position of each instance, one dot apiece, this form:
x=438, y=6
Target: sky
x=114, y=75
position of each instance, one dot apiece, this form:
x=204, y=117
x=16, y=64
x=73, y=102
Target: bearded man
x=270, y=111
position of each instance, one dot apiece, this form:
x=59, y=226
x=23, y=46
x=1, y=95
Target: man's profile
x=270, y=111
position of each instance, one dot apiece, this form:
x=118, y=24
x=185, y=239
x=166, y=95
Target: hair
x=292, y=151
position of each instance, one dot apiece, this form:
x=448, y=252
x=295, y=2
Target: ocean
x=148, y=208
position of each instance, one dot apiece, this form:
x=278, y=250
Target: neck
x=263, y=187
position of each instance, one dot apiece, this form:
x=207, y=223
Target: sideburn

• BRIEF
A word-for-word transcription of the listing above is what the answer should contain.

• RESPONSE TO THE TASK
position of each instance, one dot apiece, this form:
x=438, y=6
Target: sky
x=114, y=75
position of each instance, one dot apiece, this form:
x=204, y=117
x=16, y=64
x=73, y=102
Target: bearded man
x=270, y=111
position of each instance, one dot apiece, this form:
x=59, y=226
x=23, y=46
x=1, y=95
Target: man's profile
x=270, y=111
position of each instance, one dot apiece, this form:
x=118, y=24
x=185, y=239
x=166, y=95
Target: hair
x=292, y=151
position of each instance, one dot apiece, this form:
x=448, y=252
x=295, y=2
Target: ocean
x=148, y=208
position of each instance, one dot apiece, this form:
x=278, y=250
Target: neck
x=263, y=187
position of each instance, one dot apiece, this form:
x=207, y=223
Target: sideburn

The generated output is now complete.